───── Teks Sumber ─────

KETIKA AYU LAKSMI MENGUNDANG SAYA

Suatu malam Ayu Laksmi mengundang saya untuk berbincang dan berkemungkinan menuliskan syair lagu, di rumahnya yang asri di seputaran pedungan-denpasar. Penyanyi Bali (saya lebih suka menyebutnya-demikian), yang sejak debut pertamanya bersama dua saudaranya telah merebut hati masyarakat Bali, ternyata tetap melanjutkan pilihannya dalam dunia tarik suara. Kini, dia berubah gaya dan keyakinan dalam keteguhan yang menimbulkan pertanyaan mendalam. Memilih dunia tarik suara sebagai pilihan; terutama dalam pilihan syair dan tujuan bernyanyi, mengubah dari tradisi 'jual-beli' bagian dari industry budaya ke sebuah jalur 'nyanyian sunyi'.

───── Data yang Disediakan ─────

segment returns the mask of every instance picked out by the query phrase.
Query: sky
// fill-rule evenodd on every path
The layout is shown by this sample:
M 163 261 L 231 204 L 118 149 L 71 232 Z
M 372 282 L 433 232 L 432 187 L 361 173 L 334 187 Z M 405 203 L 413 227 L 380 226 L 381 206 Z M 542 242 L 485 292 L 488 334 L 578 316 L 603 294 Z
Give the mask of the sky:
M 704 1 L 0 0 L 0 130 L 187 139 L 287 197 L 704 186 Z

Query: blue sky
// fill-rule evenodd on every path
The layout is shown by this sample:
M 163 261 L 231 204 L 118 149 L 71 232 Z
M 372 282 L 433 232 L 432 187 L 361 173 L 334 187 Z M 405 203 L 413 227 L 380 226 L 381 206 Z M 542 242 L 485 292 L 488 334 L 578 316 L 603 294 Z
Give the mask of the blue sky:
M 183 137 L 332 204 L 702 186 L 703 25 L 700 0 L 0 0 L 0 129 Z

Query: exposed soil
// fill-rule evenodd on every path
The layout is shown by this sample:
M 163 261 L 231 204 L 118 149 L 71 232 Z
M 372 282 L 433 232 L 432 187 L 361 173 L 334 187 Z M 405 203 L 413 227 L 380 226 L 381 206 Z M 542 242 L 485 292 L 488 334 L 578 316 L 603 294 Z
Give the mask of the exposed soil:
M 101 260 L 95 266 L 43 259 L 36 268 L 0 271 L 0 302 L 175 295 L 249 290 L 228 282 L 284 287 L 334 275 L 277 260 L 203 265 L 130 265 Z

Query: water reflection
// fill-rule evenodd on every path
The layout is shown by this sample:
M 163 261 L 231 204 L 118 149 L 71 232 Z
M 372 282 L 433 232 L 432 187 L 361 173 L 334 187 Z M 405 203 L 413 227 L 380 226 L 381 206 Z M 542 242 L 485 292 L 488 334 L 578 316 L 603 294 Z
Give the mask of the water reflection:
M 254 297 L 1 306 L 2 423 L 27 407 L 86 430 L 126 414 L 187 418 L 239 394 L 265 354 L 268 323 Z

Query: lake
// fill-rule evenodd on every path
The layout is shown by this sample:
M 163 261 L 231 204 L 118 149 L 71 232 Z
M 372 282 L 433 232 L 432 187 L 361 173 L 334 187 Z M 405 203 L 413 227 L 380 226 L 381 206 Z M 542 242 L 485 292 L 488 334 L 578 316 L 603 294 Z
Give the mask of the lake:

─────

Tugas 1: Salin dengan tepat bagian teks tentang undangan Ayu Laksmi dari "KETIKA AYU LAKSMI" sampai "jalur 'nyanyian sunyi'.".
Tugas 2: Lanjutkan teks tentang undangan Ayu Laksmi, dimulai sesudah kalimat terakhir yang tertera.

Hasil Tugas 1:
KETIKA AYU LAKSMI MENGUNDANG SAYA

Suatu malam Ayu Laksmi mengundang saya untuk berbincang dan berkemungkinan menuliskan syair lagu, di rumahnya yang asri di seputaran pedungan-denpasar. Penyanyi Bali (saya lebih suka menyebutnya-demikian), yang sejak debut pertamanya bersama dua saudaranya telah merebut hati masyarakat Bali, ternyata tetap melanjutkan pilihannya dalam dunia tarik suara. Kini, dia berubah gaya dan keyakinan dalam keteguhan yang menimbulkan pertanyaan mendalam. Memilih dunia tarik suara sebagai pilihan; terutama dalam pilihan syair dan tujuan bernyanyi, mengubah dari tradisi 'jual-beli' bagian dari industry budaya ke sebuah jalur 'nyanyian sunyi'.

Hasil Tugas 2:
Perubahan itu terasa menyentak, sebab suatu hari, seorang sahabat, Sugi Lanus mengirim sms ke saya: 'cok, tonton TVRI malam ini, ada Ayu Laksmi, kasi komentar terutama soal teaterikalnya!' jadi bukan soal lagunya. Namun yang saya perhatikan justru ketika Ayu Laksmi membawakan 'sasih wimba', sebuah petikan kakawin yang populer dari arjuna wiwaha dengan aksen yang menurut saya mengundang senyum, terasa ganjil namun justru membuat saya terkesan: ada yang berubah dalam gaya dan pilihannya. Namun tentu saja, saya tak berani bertaruh apakah Ayu Laksmi akan bertahan pada proses pencarian barunya itu (?) Dunia tarik suara adalah dunia yang riuh; pasang surut tak dapat diramalkan.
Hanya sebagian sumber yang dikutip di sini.